_Problem_. Line by line, copy the records below exactly and leave the pictures out.

_Data for review_.
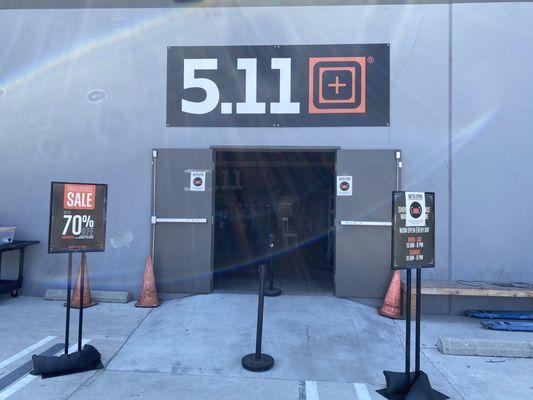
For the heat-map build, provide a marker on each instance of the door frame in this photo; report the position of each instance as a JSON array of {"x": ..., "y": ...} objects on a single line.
[{"x": 292, "y": 149}]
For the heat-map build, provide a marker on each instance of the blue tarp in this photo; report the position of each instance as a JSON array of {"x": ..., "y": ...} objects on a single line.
[
  {"x": 518, "y": 326},
  {"x": 500, "y": 315}
]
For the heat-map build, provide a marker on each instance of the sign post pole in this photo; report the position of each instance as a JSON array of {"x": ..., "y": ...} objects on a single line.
[
  {"x": 82, "y": 287},
  {"x": 69, "y": 288},
  {"x": 408, "y": 328},
  {"x": 418, "y": 311}
]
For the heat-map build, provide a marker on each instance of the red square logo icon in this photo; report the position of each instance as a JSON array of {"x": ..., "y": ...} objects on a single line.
[{"x": 337, "y": 85}]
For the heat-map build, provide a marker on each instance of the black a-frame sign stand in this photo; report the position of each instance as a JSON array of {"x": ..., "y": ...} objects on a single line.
[
  {"x": 413, "y": 247},
  {"x": 406, "y": 385}
]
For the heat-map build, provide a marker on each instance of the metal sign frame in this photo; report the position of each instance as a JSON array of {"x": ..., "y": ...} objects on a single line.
[
  {"x": 398, "y": 195},
  {"x": 57, "y": 250}
]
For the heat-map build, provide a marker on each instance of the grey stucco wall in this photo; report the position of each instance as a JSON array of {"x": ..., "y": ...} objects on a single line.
[{"x": 49, "y": 131}]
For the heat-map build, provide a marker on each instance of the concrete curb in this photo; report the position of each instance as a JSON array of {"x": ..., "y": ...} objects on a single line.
[
  {"x": 485, "y": 348},
  {"x": 97, "y": 295}
]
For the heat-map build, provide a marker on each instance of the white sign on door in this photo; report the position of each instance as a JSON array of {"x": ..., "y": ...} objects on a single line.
[
  {"x": 344, "y": 185},
  {"x": 415, "y": 209},
  {"x": 197, "y": 181}
]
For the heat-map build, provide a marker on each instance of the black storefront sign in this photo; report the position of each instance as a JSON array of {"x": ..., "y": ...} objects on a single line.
[
  {"x": 413, "y": 238},
  {"x": 77, "y": 217},
  {"x": 277, "y": 86}
]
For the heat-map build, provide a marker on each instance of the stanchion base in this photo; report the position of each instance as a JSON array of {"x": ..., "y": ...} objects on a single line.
[
  {"x": 264, "y": 363},
  {"x": 87, "y": 359},
  {"x": 272, "y": 293},
  {"x": 399, "y": 389},
  {"x": 92, "y": 303}
]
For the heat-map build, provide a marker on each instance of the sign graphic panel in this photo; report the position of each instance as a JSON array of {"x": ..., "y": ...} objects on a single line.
[
  {"x": 77, "y": 217},
  {"x": 315, "y": 85},
  {"x": 413, "y": 230}
]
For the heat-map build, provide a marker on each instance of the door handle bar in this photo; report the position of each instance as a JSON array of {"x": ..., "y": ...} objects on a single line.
[
  {"x": 367, "y": 223},
  {"x": 156, "y": 220}
]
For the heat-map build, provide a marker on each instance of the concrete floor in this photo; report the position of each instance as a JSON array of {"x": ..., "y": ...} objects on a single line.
[{"x": 190, "y": 348}]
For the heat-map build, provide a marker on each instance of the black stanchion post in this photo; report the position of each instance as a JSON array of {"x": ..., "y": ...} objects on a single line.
[
  {"x": 418, "y": 311},
  {"x": 69, "y": 288},
  {"x": 82, "y": 278},
  {"x": 271, "y": 291},
  {"x": 258, "y": 361},
  {"x": 408, "y": 328}
]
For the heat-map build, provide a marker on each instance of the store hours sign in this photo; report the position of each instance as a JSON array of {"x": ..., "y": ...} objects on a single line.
[
  {"x": 77, "y": 217},
  {"x": 413, "y": 230},
  {"x": 310, "y": 85}
]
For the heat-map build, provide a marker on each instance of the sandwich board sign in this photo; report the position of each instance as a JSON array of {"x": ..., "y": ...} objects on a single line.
[
  {"x": 77, "y": 217},
  {"x": 413, "y": 230}
]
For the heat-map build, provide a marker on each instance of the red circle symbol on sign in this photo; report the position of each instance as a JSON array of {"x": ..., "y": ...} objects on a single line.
[{"x": 197, "y": 181}]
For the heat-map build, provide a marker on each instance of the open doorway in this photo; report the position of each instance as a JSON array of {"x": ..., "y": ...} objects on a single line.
[{"x": 287, "y": 193}]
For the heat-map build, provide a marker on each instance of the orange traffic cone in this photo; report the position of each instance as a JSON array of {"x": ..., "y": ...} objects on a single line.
[
  {"x": 392, "y": 304},
  {"x": 148, "y": 296},
  {"x": 87, "y": 299}
]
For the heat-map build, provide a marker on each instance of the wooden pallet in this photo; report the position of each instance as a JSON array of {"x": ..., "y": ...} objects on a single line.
[{"x": 453, "y": 288}]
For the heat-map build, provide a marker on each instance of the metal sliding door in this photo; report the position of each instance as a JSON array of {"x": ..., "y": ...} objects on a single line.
[
  {"x": 363, "y": 220},
  {"x": 181, "y": 220}
]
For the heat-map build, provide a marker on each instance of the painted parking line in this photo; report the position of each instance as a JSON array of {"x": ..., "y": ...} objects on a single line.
[
  {"x": 26, "y": 351},
  {"x": 26, "y": 379},
  {"x": 311, "y": 390},
  {"x": 362, "y": 391}
]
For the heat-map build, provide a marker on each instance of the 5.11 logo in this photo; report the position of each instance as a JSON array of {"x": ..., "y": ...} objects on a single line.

_The answer_.
For the heat-map build, provide a marker on each instance of the door frame in this photo; report the position of each instance as a JSON array of {"x": ..., "y": ...} objects on a single line.
[{"x": 292, "y": 149}]
For the heat-map build, provide a marker on each instance of the blue tarp in this photo; report the position of each instance as a JSON array of {"x": ..., "y": ...} objects on a single line.
[
  {"x": 518, "y": 326},
  {"x": 500, "y": 315}
]
For the heat-map build, provide a marker on each instance of the sign post pole in this photo; report the position of each instance as a JSON array of {"x": ..., "y": ...} objects on a single line.
[
  {"x": 82, "y": 287},
  {"x": 69, "y": 288},
  {"x": 408, "y": 328},
  {"x": 418, "y": 311}
]
For the heat-map build, provide a marker on each instance of the red square logo icon in this photo; report the position of each instance as a JSON array of {"x": ..., "y": ...} objects on a single line.
[{"x": 337, "y": 85}]
For the heat-map build, provide a marker on each instance of the black a-frame sign stand in this photo; report the position of each instance as a JSON array of {"x": ..., "y": ...} objects on a single line.
[
  {"x": 413, "y": 247},
  {"x": 406, "y": 385}
]
For the heat-map build, provide a marker on each instance of the metal sign frame in this photo; report the position of each instance as a JSON array of {"x": ..., "y": ...} objects on a single line.
[
  {"x": 398, "y": 195},
  {"x": 57, "y": 250}
]
For the heat-map build, provide a marker on each instance of the grey stucco wall in this photo; report the position of each instance as a JSON array of {"x": ..., "y": ...} objects on a single line.
[{"x": 49, "y": 131}]
For the heat-map build, provide a marker on each instance of the concrete curb in this photo; report the position of each instance as a JSON array of {"x": ..., "y": ...} objects on a single line.
[
  {"x": 485, "y": 348},
  {"x": 97, "y": 295}
]
For the heat-map build, provide a marker on each instance of the white sign on door in this photo; report the position of each instance as a JSON array of {"x": ..., "y": ...} objects on a single line.
[
  {"x": 344, "y": 185},
  {"x": 415, "y": 209},
  {"x": 197, "y": 181}
]
For the heat-map build, provide a marker on each instance of the black storefront sign in this photo; report the position of each instance as a JSON array of {"x": ..., "y": ...} objects on a single line.
[
  {"x": 413, "y": 238},
  {"x": 77, "y": 217},
  {"x": 277, "y": 86}
]
For the heat-map build, provide a marker on each instance of the stanchion base in this photo; report the position of each instance as a JSON array of {"x": ..., "y": ...} objects on a single line.
[
  {"x": 264, "y": 363},
  {"x": 87, "y": 359},
  {"x": 272, "y": 293},
  {"x": 399, "y": 389},
  {"x": 92, "y": 303}
]
For the heat-map build, provide a marker on each instance of the sign graphic panel in this photo; report the position of each instance as a JSON array of {"x": ..., "y": ...} objects on a single line.
[
  {"x": 77, "y": 217},
  {"x": 315, "y": 85},
  {"x": 413, "y": 230}
]
For the heat-map build, provide a marker on each instance of the door handle bar in this photo; report the position of each instance as a JSON array of {"x": ..., "y": ...} objects on a single line.
[
  {"x": 367, "y": 223},
  {"x": 156, "y": 220}
]
For the heat-map build, provide a marker on each instance of the concrete floor in this photo; report the position of each instance as a JSON array of {"x": ..., "y": ...} objects on a single line.
[{"x": 190, "y": 348}]
For the heat-map build, provide a marker on each instance of the black stanchion post in this photo; report the position of each instance as a JSON array of {"x": ..., "y": ...} objects on a single line.
[
  {"x": 418, "y": 311},
  {"x": 69, "y": 288},
  {"x": 82, "y": 278},
  {"x": 271, "y": 291},
  {"x": 258, "y": 361},
  {"x": 408, "y": 328}
]
For the heat-map build, provide a marker on each instance of the store hours sign in this photo; report the position of each instance as a JSON array of {"x": ..., "y": ...} objects on a single line.
[
  {"x": 77, "y": 217},
  {"x": 413, "y": 230},
  {"x": 310, "y": 85}
]
For the heat-map build, provide a marker on each instance of the sandwich board sign in this photo; report the position of each instance as a JSON array of {"x": ..., "y": ...} objects on a single line.
[
  {"x": 77, "y": 217},
  {"x": 413, "y": 230}
]
For the heat-map build, provide a marker on each instance of the red circle symbol on sign in this photo; report the position of each instance as a JSON array of {"x": ..., "y": ...} objects on a single line.
[{"x": 197, "y": 181}]
For the heat-map build, provide a marker on each instance of the open doorway in this photo; report the position of each instance as a JSON array of {"x": ..., "y": ...} objects on a single line.
[{"x": 287, "y": 193}]
For the heat-map build, provide a marker on each instance of the orange traffic cone in this photo; report the position of each instance as a JSON array of {"x": ..., "y": ...} objects on a single line.
[
  {"x": 392, "y": 304},
  {"x": 148, "y": 296},
  {"x": 87, "y": 299}
]
For the heat-map build, provide a marker on each instance of the wooden pallet in this photo; report the position of each instance as a JSON array of {"x": ..., "y": ...} objects on a single line.
[{"x": 453, "y": 288}]
For the heat-map build, provide a marker on each instance of the metal sliding door in this photo; report the position of each instance as a JSON array of {"x": ..., "y": ...} objects on a single line.
[
  {"x": 363, "y": 220},
  {"x": 181, "y": 220}
]
For the heat-map build, provide a marker on each instance of the painted parking line in this photo; report the position of each instance as a JSON array of {"x": ..., "y": ...} objects on a single line.
[
  {"x": 26, "y": 351},
  {"x": 26, "y": 379},
  {"x": 311, "y": 390},
  {"x": 362, "y": 391}
]
For the heat-map build, provide a marker on each instance of the 5.11 logo in this photo; report the position of each instance as a JSON array of {"x": ..., "y": ...} objects on a single line.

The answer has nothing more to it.